::: ROWS :::

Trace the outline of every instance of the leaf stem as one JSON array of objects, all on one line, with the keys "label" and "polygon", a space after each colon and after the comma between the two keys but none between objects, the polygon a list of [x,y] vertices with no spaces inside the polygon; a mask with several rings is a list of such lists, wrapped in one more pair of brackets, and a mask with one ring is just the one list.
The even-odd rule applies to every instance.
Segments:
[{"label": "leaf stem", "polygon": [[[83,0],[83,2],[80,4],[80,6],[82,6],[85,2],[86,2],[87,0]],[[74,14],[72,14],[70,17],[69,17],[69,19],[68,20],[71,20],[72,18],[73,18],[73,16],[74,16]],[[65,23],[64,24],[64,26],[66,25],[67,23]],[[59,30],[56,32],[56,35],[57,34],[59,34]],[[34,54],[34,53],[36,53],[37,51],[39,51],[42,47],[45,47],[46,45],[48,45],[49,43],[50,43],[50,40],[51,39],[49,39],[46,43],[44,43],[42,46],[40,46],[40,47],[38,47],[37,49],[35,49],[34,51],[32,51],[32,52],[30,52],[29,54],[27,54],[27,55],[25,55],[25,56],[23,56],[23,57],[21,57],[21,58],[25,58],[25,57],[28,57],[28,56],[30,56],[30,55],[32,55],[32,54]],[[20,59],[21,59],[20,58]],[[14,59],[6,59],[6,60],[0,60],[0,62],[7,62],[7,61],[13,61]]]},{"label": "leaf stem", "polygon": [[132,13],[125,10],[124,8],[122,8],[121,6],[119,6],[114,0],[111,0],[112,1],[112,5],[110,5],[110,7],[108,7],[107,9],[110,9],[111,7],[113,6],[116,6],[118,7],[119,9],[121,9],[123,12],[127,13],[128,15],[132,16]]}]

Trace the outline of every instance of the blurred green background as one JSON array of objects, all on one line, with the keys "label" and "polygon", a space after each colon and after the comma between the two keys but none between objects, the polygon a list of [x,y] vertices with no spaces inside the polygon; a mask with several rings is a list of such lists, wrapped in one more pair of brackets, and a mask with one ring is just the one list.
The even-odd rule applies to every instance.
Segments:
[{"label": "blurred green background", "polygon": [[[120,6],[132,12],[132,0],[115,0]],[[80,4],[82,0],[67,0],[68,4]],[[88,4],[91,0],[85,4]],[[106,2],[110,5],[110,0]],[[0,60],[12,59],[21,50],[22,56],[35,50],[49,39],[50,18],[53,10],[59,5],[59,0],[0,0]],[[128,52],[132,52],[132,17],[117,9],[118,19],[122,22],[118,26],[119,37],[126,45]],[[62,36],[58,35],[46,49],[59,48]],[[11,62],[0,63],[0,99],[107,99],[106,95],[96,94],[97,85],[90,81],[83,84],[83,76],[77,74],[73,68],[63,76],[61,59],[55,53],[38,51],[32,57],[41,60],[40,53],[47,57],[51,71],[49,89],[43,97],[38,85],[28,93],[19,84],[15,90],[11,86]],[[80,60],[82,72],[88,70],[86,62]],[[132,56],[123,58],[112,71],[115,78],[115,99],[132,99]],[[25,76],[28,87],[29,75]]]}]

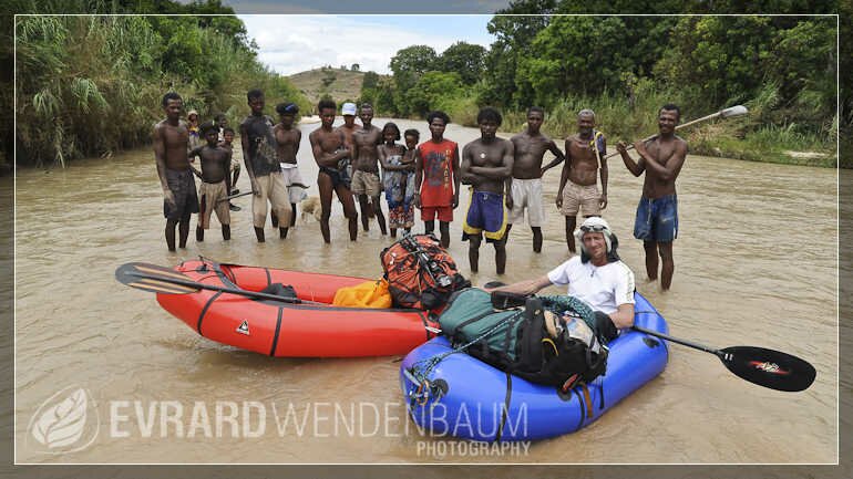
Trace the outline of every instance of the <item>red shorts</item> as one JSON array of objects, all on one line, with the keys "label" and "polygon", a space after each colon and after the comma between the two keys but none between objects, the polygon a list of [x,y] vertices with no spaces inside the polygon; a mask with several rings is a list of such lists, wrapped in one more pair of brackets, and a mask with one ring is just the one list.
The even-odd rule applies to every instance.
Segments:
[{"label": "red shorts", "polygon": [[439,217],[439,221],[444,221],[444,222],[453,221],[453,207],[452,206],[424,206],[421,208],[421,220],[434,221],[436,216]]}]

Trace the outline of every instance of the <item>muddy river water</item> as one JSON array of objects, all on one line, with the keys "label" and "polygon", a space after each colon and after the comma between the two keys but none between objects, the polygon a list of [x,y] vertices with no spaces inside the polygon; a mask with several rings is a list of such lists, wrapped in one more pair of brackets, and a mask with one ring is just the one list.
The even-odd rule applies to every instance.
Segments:
[{"label": "muddy river water", "polygon": [[[374,122],[380,127],[383,123]],[[429,134],[425,122],[398,124]],[[315,196],[317,166],[308,133],[317,125],[301,127],[299,164]],[[464,145],[479,131],[450,125],[445,136]],[[556,168],[545,177],[543,252],[532,251],[526,226],[515,226],[502,281],[544,274],[567,259],[563,217],[554,207],[558,176]],[[841,176],[851,179],[849,171]],[[424,438],[405,417],[399,356],[287,360],[238,351],[198,336],[161,309],[153,294],[129,289],[113,277],[124,262],[174,265],[201,254],[222,262],[378,278],[378,253],[391,240],[379,233],[376,222],[350,242],[335,201],[330,246],[323,244],[319,223],[310,216],[297,218],[284,241],[268,226],[267,242],[258,244],[250,201],[244,197],[235,200],[244,209],[232,214],[229,242],[222,241],[214,220],[205,242],[197,243],[191,232],[187,248],[169,253],[150,149],[75,162],[64,170],[19,170],[14,185],[1,185],[16,192],[17,460],[834,462],[836,181],[834,169],[689,156],[678,180],[674,285],[661,292],[657,283],[645,281],[641,242],[631,237],[641,178],[613,158],[605,217],[621,239],[620,253],[635,271],[638,291],[667,317],[671,334],[718,347],[789,352],[811,362],[818,378],[803,393],[775,392],[739,379],[710,354],[672,345],[662,375],[589,427],[503,455],[474,456],[470,448],[461,454],[458,446],[451,454],[446,444],[459,441]],[[238,187],[249,188],[245,173]],[[458,210],[451,225],[450,252],[474,284],[497,279],[487,246],[481,250],[480,273],[470,274],[467,243],[460,241],[461,215]],[[45,449],[33,434],[45,405],[80,391],[89,410],[83,434],[91,440],[76,451]],[[223,419],[228,415],[236,419]],[[446,444],[439,448],[438,442]]]}]

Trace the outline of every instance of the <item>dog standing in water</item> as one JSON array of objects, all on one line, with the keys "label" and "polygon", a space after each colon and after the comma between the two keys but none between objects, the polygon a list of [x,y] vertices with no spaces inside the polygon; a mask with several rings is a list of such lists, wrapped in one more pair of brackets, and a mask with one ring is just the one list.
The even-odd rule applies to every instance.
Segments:
[{"label": "dog standing in water", "polygon": [[320,197],[309,196],[300,204],[302,210],[302,221],[308,218],[309,215],[314,216],[314,219],[320,221],[322,219],[322,209],[320,208]]}]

:::

• **TASK PROMPT**:
Could you turn the lines of the material, from the line containing "Trace the outline of every instance of the <item>dog" through the final line of the material inclusive, into a Markdown table with the columns Row and Line, leaving out blank lines?

• **ANSWER BELOW**:
| Row | Line |
|---|---|
| 1 | Trace the outline of every instance of the <item>dog standing in water</item> as one JSON array of objects, all on one line, with the keys "label" and "polygon", a space after each colon and after the comma between the two keys but none between objects, the polygon a list of [x,y] vertices with no spaces inside the polygon; a mask with several rings is a list of such lists, wrapped in one more pair of brackets, and a mask with one ring is just the one list. |
| 2 | The even-odd rule applies to every instance. |
| 3 | Segments: |
| 4 | [{"label": "dog standing in water", "polygon": [[320,197],[309,196],[300,204],[302,210],[302,221],[308,218],[309,215],[314,216],[314,219],[320,221],[322,219],[322,209],[320,208]]}] |